Autorin: Guten Morgen!
Geräusch: Schlüsselklimpern
Autorin:
Er
ist genau 91 Gramm schwer, hält vier einzelne Schlüssel zusammen, darunter
Haustür, Büro, Briefkasten und Fahrrad. Mein Schlüsselbund. Wenn ich ihn in der
Hand habe, klirrt er wie eine Handvoll Münzen. Ein löchriges Ledertäschchen
hält die kleine Schlüsselfamilie zusammen. Ach ja, und – hab´ ich es schon
gesagt? Er ist der kostbarste und schönste Schlüsselbund aller Zeiten!
Seit
wann ich das weiß?
Tja,
seit ich ihn verloren habe…
Vor
ein paar Wochen war`s; da hab´ ich ihn nach einem Spaziergang nicht mehr finden
können.

__DARGESTELLTE INFORMATIONEN__:
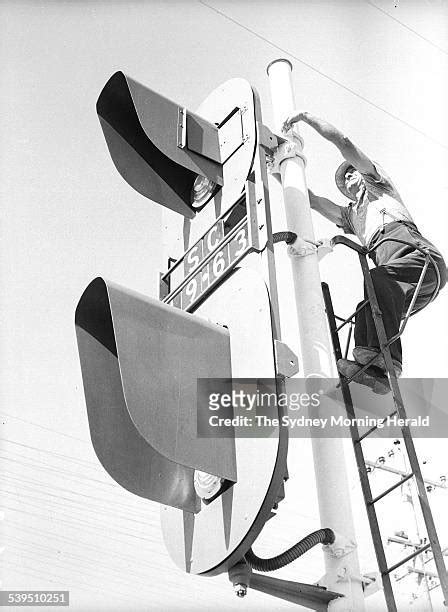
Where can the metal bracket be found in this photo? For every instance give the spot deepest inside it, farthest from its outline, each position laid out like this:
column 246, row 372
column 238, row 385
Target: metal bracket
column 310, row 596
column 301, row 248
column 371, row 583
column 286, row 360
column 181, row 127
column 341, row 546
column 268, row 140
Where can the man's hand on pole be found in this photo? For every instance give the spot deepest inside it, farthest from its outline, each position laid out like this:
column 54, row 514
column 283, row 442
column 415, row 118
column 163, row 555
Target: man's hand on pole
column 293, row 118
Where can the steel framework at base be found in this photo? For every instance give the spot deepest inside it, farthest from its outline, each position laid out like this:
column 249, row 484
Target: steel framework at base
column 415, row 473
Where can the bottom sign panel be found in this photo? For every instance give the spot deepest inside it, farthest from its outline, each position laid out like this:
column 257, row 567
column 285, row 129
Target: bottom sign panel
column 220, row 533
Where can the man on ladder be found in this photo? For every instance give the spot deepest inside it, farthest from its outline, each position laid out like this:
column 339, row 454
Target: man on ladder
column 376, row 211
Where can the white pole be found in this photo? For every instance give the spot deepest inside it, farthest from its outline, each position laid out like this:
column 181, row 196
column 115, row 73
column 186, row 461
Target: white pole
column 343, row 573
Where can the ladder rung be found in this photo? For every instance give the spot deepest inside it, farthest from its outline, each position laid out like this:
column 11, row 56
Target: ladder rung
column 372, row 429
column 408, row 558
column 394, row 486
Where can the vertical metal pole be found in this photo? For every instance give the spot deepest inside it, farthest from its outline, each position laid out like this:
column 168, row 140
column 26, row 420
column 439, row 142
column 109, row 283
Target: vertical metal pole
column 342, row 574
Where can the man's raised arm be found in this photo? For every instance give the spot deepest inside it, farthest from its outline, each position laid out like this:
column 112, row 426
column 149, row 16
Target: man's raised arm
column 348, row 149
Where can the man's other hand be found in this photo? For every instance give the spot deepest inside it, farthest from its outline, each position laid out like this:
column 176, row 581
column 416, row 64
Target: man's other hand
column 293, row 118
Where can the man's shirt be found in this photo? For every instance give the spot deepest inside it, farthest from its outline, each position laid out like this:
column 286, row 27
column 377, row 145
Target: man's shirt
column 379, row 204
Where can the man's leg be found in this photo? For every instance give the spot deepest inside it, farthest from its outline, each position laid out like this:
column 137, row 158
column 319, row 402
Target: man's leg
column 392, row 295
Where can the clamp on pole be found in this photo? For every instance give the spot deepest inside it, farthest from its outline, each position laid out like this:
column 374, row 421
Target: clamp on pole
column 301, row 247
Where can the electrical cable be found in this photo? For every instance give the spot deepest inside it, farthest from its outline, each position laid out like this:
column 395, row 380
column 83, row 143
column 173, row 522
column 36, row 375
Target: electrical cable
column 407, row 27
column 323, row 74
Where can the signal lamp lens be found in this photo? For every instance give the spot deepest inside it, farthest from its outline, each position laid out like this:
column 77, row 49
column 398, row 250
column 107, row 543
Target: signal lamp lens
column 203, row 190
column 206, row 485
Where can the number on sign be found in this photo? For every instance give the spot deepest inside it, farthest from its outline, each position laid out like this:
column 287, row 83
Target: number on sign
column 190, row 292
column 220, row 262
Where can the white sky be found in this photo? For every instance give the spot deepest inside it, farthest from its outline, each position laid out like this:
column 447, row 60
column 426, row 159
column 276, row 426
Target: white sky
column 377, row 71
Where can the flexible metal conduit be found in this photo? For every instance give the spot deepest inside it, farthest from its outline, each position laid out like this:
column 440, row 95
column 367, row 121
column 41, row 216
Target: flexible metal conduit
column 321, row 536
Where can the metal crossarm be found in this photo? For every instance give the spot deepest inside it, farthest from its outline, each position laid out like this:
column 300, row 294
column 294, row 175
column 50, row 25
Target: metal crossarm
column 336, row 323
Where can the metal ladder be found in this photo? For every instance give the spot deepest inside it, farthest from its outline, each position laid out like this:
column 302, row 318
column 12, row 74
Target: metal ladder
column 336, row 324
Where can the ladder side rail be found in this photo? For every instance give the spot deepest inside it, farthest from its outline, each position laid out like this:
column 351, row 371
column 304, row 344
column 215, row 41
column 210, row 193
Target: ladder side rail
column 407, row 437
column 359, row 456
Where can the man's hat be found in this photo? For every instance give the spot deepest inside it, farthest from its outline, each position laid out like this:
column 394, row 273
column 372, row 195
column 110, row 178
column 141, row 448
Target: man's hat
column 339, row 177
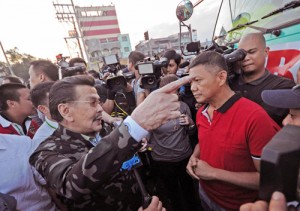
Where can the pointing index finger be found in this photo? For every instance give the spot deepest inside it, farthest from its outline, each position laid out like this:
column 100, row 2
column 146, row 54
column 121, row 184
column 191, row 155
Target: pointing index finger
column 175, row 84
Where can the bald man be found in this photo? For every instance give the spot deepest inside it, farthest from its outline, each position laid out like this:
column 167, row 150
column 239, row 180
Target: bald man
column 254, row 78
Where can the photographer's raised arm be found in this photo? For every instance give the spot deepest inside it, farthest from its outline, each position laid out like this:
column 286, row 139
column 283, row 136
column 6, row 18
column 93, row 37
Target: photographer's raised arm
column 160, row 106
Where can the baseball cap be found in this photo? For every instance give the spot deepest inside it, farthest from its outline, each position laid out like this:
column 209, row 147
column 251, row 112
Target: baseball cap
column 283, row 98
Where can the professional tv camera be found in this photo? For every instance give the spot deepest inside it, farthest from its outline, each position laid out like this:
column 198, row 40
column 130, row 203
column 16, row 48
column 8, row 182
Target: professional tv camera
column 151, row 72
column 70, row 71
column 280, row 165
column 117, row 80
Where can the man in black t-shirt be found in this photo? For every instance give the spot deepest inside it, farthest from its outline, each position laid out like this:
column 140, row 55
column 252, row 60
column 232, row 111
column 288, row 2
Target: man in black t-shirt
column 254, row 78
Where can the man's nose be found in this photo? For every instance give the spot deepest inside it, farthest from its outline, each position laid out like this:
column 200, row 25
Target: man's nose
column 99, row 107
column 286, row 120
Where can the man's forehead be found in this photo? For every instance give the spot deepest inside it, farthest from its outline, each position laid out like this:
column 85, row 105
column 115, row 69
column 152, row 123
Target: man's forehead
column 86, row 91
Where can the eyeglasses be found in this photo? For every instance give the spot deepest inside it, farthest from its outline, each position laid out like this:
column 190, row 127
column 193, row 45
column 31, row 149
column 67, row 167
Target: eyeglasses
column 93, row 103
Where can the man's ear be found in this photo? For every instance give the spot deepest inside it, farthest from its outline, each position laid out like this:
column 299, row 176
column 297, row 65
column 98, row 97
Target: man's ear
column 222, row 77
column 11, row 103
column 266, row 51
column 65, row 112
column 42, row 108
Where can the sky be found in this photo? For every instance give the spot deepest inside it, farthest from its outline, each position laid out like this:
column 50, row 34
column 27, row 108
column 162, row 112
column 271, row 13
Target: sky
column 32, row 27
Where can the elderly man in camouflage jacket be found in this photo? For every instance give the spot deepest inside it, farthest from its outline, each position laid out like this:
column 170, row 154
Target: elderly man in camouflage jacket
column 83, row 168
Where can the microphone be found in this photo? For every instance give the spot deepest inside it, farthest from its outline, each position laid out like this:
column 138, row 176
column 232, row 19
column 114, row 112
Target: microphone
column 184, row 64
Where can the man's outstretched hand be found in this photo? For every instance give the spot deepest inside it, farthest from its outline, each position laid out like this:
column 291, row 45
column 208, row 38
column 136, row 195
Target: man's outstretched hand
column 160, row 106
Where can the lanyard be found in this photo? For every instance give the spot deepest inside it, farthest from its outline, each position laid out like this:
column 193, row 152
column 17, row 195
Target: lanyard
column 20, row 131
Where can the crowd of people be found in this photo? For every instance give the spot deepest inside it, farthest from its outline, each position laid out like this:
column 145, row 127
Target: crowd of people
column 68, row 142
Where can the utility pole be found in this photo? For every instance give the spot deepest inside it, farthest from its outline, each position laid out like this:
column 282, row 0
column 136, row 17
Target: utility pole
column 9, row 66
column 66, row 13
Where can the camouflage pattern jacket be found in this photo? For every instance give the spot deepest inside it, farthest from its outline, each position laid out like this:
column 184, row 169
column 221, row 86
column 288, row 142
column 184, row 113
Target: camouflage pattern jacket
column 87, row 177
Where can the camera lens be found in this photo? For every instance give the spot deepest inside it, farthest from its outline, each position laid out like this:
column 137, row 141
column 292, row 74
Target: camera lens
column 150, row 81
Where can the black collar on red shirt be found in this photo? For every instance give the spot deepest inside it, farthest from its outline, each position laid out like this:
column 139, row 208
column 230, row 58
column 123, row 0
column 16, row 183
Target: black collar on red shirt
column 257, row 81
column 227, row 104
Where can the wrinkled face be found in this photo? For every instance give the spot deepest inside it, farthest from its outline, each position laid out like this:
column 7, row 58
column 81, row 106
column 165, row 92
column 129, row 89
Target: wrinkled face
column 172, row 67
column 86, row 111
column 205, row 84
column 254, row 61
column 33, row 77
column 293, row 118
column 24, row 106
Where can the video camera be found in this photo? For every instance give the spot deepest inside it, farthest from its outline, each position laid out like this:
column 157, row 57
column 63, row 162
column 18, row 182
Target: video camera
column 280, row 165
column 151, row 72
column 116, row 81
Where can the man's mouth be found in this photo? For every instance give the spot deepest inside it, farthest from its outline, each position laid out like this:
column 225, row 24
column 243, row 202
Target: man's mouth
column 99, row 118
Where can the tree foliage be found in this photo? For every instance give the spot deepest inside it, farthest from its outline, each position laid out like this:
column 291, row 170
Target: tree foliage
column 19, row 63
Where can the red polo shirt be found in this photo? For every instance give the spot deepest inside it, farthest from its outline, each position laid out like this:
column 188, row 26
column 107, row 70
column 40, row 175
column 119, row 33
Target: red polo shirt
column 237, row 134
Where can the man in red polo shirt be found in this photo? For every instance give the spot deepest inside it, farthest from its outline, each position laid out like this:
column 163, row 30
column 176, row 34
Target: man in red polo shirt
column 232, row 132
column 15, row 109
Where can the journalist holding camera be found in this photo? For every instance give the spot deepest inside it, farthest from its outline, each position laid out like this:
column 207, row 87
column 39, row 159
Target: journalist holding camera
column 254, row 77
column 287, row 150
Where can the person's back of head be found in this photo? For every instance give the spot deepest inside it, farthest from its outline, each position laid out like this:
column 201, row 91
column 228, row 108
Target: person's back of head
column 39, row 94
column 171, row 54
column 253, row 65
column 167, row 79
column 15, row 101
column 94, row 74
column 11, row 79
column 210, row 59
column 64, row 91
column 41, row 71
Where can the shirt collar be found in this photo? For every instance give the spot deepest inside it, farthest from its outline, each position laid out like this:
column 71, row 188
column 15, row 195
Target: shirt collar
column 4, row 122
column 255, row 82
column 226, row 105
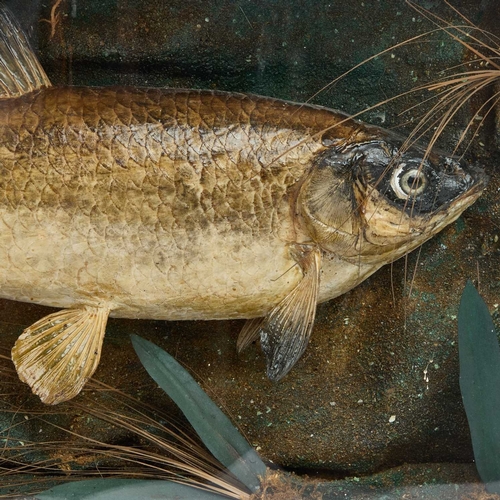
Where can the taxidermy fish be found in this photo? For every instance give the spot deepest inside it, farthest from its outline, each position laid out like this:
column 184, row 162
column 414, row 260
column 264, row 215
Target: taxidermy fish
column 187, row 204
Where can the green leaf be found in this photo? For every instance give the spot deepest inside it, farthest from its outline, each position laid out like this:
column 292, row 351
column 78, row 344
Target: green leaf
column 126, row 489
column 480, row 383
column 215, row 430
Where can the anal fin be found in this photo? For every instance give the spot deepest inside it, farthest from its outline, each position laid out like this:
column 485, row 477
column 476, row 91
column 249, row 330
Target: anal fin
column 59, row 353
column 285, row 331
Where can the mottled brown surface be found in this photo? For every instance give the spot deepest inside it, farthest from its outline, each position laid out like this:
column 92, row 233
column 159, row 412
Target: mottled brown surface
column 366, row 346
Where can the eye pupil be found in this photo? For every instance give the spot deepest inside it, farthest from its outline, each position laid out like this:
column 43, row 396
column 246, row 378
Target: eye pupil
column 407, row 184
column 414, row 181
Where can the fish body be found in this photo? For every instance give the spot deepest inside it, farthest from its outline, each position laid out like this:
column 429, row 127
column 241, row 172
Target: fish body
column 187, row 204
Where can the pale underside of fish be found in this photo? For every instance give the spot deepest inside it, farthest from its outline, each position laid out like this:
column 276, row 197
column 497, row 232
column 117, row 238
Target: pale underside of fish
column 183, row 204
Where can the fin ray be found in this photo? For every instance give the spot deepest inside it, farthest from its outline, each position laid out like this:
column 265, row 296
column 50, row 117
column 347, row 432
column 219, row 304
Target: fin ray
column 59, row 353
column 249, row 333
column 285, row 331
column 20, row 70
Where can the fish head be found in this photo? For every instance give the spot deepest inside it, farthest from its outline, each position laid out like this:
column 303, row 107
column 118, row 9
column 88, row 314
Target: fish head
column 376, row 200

__ARBEITSAUFTRAG__:
Entnimm dem Textauszug über den verlorenen Schlüsselbund wortgetreu die Stelle von „Geräusch: Schlüsselklimpern“ bis einschließlich „ich das weiß?“.

__ANTWORT ZUR AUFGABE__:
Geräusch: Schlüsselklimpern
Autorin:
Er
ist genau 91 Gramm schwer, hält vier einzelne Schlüssel zusammen, darunter
Haustür, Büro, Briefkasten und Fahrrad. Mein Schlüsselbund. Wenn ich ihn in der
Hand habe, klirrt er wie eine Handvoll Münzen. Ein löchriges Ledertäschchen
hält die kleine Schlüsselfamilie zusammen. Ach ja, und – hab´ ich es schon
gesagt? Er ist der kostbarste und schönste Schlüsselbund aller Zeiten!
Seit
wann ich das weiß?